## ÉNONCÉ DE L'EXERCICE A:
Reproduisez fidèlement et dans son intégralité le passage ci-dessous sur la réforme de la constitution.

## EXTRAIT DU DOCUMENT:

::::::::

Si ces considérations sont vraies, leur conséquence est nécessaire ; si la constitution est l’ennemie commune du parti de l’ordre, l’œuvre commune du parti de l’ordre, c’est la réforme de la constitution. C’est à écarter des complications qui perdent le pouvoir d’abord et la société ensuite que son action commune doit s’appliquer. On dit qu’il est impossible de faire une constitution qui satisfasse toutes les nuances de la majorité du pays : est-il nécessaire pour cela d’en maintenir une qui les mécontente toutes également ? Parce qu’on désespère d’insérer dans une constitution nouvelle tout le bien qu’on peut rêver, est-il nécessaire de subir dans la constitution actuelle tout le mal qu’on peut craindre ? On dit que la situation présente des partis ne contient pas la solution définitive de tous les problèmes politiques qu’une constitution pose ; mais, si la constitution actuelle contenait la ruine définitive de tous les intérêts qui fondent une société, aimerait-on mieux périr définitivement que se sauver provisoirement ? Ce serait pousser loin la haine du provisoire et le goût des solutions franches. Pour ma part, la hardiesse de certains dilemmes m’effraie ; j’avoue que, quand le socialisme est l’un des deux termes, je n’ai jamais assez d’intermédiaires. Il en est, j’imagine, des nations comme des hommes : c’est toujours au fond d’une question de temps qu’on dispute ; toute guérison est temporaire, mais la mort est irrémédiable.

::::::::

## ÉNONCÉ DE L'EXERCICE B:
Renvoyez chaque ligne des entrées ci-dessous qui contient la chaîne « railing », en tenant compte de la casse.

::::::::

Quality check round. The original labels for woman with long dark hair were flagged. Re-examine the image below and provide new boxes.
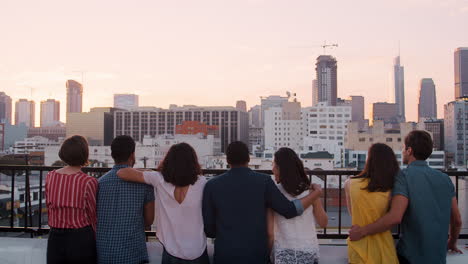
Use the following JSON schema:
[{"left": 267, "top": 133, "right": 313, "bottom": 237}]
[
  {"left": 345, "top": 143, "right": 400, "bottom": 264},
  {"left": 117, "top": 143, "right": 209, "bottom": 264},
  {"left": 268, "top": 148, "right": 328, "bottom": 264}
]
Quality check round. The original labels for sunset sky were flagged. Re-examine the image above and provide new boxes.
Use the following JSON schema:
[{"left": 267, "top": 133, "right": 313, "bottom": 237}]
[{"left": 0, "top": 0, "right": 468, "bottom": 123}]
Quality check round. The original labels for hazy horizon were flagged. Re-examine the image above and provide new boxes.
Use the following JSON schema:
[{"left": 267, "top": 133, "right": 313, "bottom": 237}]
[{"left": 0, "top": 0, "right": 468, "bottom": 124}]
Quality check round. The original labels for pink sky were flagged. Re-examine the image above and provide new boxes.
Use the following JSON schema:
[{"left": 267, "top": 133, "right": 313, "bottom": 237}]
[{"left": 0, "top": 0, "right": 468, "bottom": 123}]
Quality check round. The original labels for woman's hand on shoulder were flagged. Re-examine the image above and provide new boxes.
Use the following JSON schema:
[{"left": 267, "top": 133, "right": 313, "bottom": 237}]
[{"left": 117, "top": 168, "right": 145, "bottom": 183}]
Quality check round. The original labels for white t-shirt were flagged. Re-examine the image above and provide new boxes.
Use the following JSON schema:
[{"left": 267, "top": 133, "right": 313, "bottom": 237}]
[
  {"left": 272, "top": 184, "right": 319, "bottom": 264},
  {"left": 143, "top": 171, "right": 206, "bottom": 260}
]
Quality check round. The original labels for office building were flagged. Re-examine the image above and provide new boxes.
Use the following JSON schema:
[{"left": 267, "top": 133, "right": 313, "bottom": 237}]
[
  {"left": 370, "top": 102, "right": 400, "bottom": 128},
  {"left": 345, "top": 120, "right": 416, "bottom": 151},
  {"left": 418, "top": 119, "right": 445, "bottom": 150},
  {"left": 444, "top": 99, "right": 468, "bottom": 168},
  {"left": 393, "top": 56, "right": 406, "bottom": 122},
  {"left": 114, "top": 94, "right": 139, "bottom": 110},
  {"left": 0, "top": 92, "right": 12, "bottom": 124},
  {"left": 65, "top": 80, "right": 83, "bottom": 114},
  {"left": 315, "top": 55, "right": 338, "bottom": 106},
  {"left": 264, "top": 102, "right": 304, "bottom": 150},
  {"left": 454, "top": 47, "right": 468, "bottom": 99},
  {"left": 249, "top": 105, "right": 262, "bottom": 127},
  {"left": 41, "top": 99, "right": 60, "bottom": 127},
  {"left": 418, "top": 78, "right": 437, "bottom": 121},
  {"left": 260, "top": 95, "right": 289, "bottom": 127},
  {"left": 66, "top": 107, "right": 116, "bottom": 146},
  {"left": 302, "top": 102, "right": 352, "bottom": 168},
  {"left": 337, "top": 96, "right": 369, "bottom": 130},
  {"left": 15, "top": 99, "right": 36, "bottom": 127},
  {"left": 236, "top": 100, "right": 247, "bottom": 112},
  {"left": 312, "top": 79, "right": 318, "bottom": 106},
  {"left": 114, "top": 105, "right": 249, "bottom": 152}
]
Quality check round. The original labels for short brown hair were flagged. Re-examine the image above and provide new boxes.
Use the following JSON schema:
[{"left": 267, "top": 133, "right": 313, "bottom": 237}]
[
  {"left": 59, "top": 136, "right": 89, "bottom": 166},
  {"left": 405, "top": 130, "right": 433, "bottom": 160}
]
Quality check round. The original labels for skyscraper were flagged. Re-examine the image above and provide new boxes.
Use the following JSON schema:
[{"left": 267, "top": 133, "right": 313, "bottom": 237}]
[
  {"left": 315, "top": 55, "right": 338, "bottom": 106},
  {"left": 66, "top": 80, "right": 83, "bottom": 114},
  {"left": 114, "top": 94, "right": 139, "bottom": 110},
  {"left": 370, "top": 102, "right": 400, "bottom": 128},
  {"left": 393, "top": 56, "right": 406, "bottom": 122},
  {"left": 418, "top": 78, "right": 437, "bottom": 121},
  {"left": 455, "top": 48, "right": 468, "bottom": 99},
  {"left": 260, "top": 95, "right": 289, "bottom": 127},
  {"left": 41, "top": 99, "right": 60, "bottom": 127},
  {"left": 15, "top": 99, "right": 36, "bottom": 127},
  {"left": 236, "top": 100, "right": 247, "bottom": 112},
  {"left": 0, "top": 92, "right": 11, "bottom": 124},
  {"left": 444, "top": 100, "right": 468, "bottom": 166},
  {"left": 312, "top": 80, "right": 318, "bottom": 106}
]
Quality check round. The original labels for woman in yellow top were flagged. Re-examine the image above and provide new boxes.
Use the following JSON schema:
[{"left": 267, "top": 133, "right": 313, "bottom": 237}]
[{"left": 345, "top": 143, "right": 400, "bottom": 264}]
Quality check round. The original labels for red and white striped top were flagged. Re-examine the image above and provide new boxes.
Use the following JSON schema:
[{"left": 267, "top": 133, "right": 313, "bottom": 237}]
[{"left": 45, "top": 171, "right": 98, "bottom": 231}]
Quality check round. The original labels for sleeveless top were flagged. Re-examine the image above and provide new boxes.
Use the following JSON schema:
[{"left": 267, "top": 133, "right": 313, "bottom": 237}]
[
  {"left": 271, "top": 184, "right": 319, "bottom": 264},
  {"left": 347, "top": 178, "right": 398, "bottom": 264}
]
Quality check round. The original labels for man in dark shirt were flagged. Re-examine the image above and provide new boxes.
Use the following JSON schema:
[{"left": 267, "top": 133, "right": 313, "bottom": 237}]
[
  {"left": 96, "top": 136, "right": 154, "bottom": 264},
  {"left": 203, "top": 142, "right": 322, "bottom": 264}
]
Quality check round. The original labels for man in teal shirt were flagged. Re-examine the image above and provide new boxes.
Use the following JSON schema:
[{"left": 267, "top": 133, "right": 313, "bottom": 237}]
[{"left": 350, "top": 130, "right": 462, "bottom": 264}]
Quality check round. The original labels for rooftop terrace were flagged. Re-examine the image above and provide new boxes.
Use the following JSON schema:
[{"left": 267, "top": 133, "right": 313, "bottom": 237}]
[{"left": 0, "top": 166, "right": 468, "bottom": 264}]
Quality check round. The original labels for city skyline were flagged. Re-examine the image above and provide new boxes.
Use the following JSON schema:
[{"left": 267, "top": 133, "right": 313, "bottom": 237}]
[{"left": 0, "top": 0, "right": 468, "bottom": 125}]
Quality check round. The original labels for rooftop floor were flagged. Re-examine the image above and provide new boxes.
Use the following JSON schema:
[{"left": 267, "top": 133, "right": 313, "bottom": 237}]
[{"left": 0, "top": 237, "right": 468, "bottom": 264}]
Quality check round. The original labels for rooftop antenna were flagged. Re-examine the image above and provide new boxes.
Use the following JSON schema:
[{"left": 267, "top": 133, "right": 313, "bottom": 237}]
[
  {"left": 321, "top": 41, "right": 338, "bottom": 55},
  {"left": 73, "top": 71, "right": 85, "bottom": 85}
]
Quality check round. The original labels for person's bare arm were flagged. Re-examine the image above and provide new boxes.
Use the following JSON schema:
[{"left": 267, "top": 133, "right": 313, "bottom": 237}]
[
  {"left": 300, "top": 184, "right": 322, "bottom": 210},
  {"left": 349, "top": 195, "right": 409, "bottom": 241},
  {"left": 143, "top": 201, "right": 154, "bottom": 227},
  {"left": 345, "top": 179, "right": 353, "bottom": 216},
  {"left": 267, "top": 208, "right": 275, "bottom": 252},
  {"left": 117, "top": 168, "right": 145, "bottom": 183},
  {"left": 313, "top": 199, "right": 328, "bottom": 228},
  {"left": 447, "top": 197, "right": 463, "bottom": 253}
]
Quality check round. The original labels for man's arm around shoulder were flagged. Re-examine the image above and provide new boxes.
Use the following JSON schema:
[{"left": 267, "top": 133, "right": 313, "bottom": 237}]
[{"left": 349, "top": 194, "right": 409, "bottom": 241}]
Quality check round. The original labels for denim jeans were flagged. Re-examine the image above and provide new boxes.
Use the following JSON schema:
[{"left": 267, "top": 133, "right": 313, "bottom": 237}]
[
  {"left": 161, "top": 249, "right": 210, "bottom": 264},
  {"left": 47, "top": 226, "right": 96, "bottom": 264}
]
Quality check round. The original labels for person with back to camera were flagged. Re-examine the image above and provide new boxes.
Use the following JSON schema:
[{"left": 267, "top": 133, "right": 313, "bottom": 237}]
[
  {"left": 45, "top": 136, "right": 98, "bottom": 264},
  {"left": 203, "top": 141, "right": 322, "bottom": 264},
  {"left": 267, "top": 148, "right": 328, "bottom": 264}
]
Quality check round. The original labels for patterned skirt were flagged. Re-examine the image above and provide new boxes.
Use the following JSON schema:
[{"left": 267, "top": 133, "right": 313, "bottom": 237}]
[{"left": 271, "top": 248, "right": 319, "bottom": 264}]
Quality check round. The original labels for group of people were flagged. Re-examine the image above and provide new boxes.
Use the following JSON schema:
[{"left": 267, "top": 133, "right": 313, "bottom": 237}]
[{"left": 46, "top": 131, "right": 461, "bottom": 264}]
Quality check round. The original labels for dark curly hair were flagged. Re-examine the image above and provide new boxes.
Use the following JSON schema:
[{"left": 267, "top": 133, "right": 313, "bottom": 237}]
[
  {"left": 356, "top": 143, "right": 400, "bottom": 192},
  {"left": 158, "top": 143, "right": 202, "bottom": 187},
  {"left": 275, "top": 148, "right": 310, "bottom": 196}
]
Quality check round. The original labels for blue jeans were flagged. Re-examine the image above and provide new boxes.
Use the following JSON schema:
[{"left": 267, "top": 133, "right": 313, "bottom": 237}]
[{"left": 161, "top": 249, "right": 210, "bottom": 264}]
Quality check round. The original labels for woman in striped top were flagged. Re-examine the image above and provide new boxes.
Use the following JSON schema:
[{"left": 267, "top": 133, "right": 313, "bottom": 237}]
[{"left": 45, "top": 136, "right": 98, "bottom": 264}]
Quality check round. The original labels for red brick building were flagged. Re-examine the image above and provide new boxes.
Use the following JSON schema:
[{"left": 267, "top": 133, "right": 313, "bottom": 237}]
[{"left": 176, "top": 121, "right": 219, "bottom": 137}]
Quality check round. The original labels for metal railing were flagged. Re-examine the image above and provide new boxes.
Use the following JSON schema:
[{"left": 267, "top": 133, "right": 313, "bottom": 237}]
[{"left": 0, "top": 165, "right": 468, "bottom": 239}]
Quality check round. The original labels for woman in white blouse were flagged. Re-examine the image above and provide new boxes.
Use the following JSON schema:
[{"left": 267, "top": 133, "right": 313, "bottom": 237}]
[
  {"left": 117, "top": 143, "right": 209, "bottom": 264},
  {"left": 267, "top": 148, "right": 328, "bottom": 264}
]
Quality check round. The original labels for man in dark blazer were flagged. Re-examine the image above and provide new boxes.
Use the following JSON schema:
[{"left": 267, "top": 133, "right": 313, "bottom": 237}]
[{"left": 203, "top": 141, "right": 322, "bottom": 264}]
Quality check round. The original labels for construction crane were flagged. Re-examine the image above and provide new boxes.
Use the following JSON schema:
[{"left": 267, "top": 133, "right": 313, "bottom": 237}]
[{"left": 320, "top": 41, "right": 338, "bottom": 55}]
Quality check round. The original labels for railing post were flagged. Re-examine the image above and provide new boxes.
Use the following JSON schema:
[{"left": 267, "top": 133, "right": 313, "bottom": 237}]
[
  {"left": 10, "top": 170, "right": 15, "bottom": 228},
  {"left": 38, "top": 170, "right": 44, "bottom": 231},
  {"left": 338, "top": 175, "right": 343, "bottom": 235},
  {"left": 323, "top": 175, "right": 328, "bottom": 235}
]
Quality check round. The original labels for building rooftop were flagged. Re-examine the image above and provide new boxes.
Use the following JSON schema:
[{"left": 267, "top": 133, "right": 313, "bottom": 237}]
[{"left": 301, "top": 151, "right": 333, "bottom": 159}]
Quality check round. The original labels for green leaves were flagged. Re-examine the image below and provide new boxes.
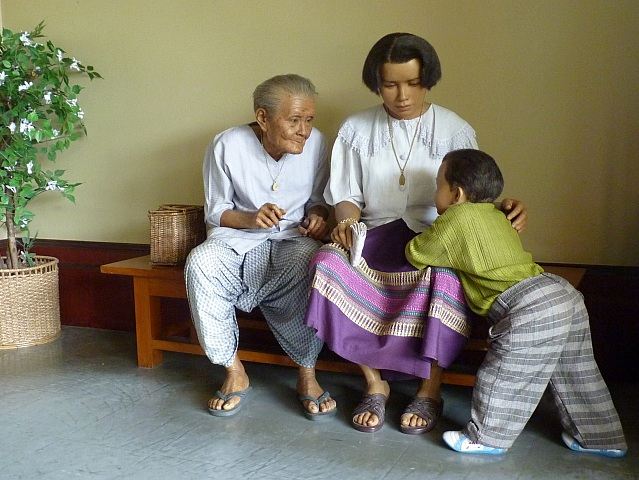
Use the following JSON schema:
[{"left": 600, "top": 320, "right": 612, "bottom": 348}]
[{"left": 0, "top": 22, "right": 102, "bottom": 266}]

::::::::

## RÉPONSE À LA CONSIGNE A:
Si ces considérations sont vraies, leur conséquence est nécessaire ; si la constitution est l’ennemie commune du parti de l’ordre, l’œuvre commune du parti de l’ordre, c’est la réforme de la constitution. C’est à écarter des complications qui perdent le pouvoir d’abord et la société ensuite que son action commune doit s’appliquer. On dit qu’il est impossible de faire une constitution qui satisfasse toutes les nuances de la majorité du pays : est-il nécessaire pour cela d’en maintenir une qui les mécontente toutes également ? Parce qu’on désespère d’insérer dans une constitution nouvelle tout le bien qu’on peut rêver, est-il nécessaire de subir dans la constitution actuelle tout le mal qu’on peut craindre ? On dit que la situation présente des partis ne contient pas la solution définitive de tous les problèmes politiques qu’une constitution pose ; mais, si la constitution actuelle contenait la ruine définitive de tous les intérêts qui fondent une société, aimerait-on mieux périr définitivement que se sauver provisoirement ? Ce serait pousser loin la haine du provisoire et le goût des solutions franches. Pour ma part, la hardiesse de certains dilemmes m’effraie ; j’avoue que, quand le socialisme est l’un des deux termes, je n’ai jamais assez d’intermédiaires. Il en est, j’imagine, des nations comme des hommes : c’est toujours au fond d’une question de temps qu’on dispute ; toute guérison est temporaire, mais la mort est irrémédiable.

## RÉPONSE À LA CONSIGNE B:
Quality check round. The original labels for metal railing were flagged. Re-examine the image above and provide new boxes.
Quality check round. The original labels for railing post were flagged. Re-examine the image above and provide new boxes.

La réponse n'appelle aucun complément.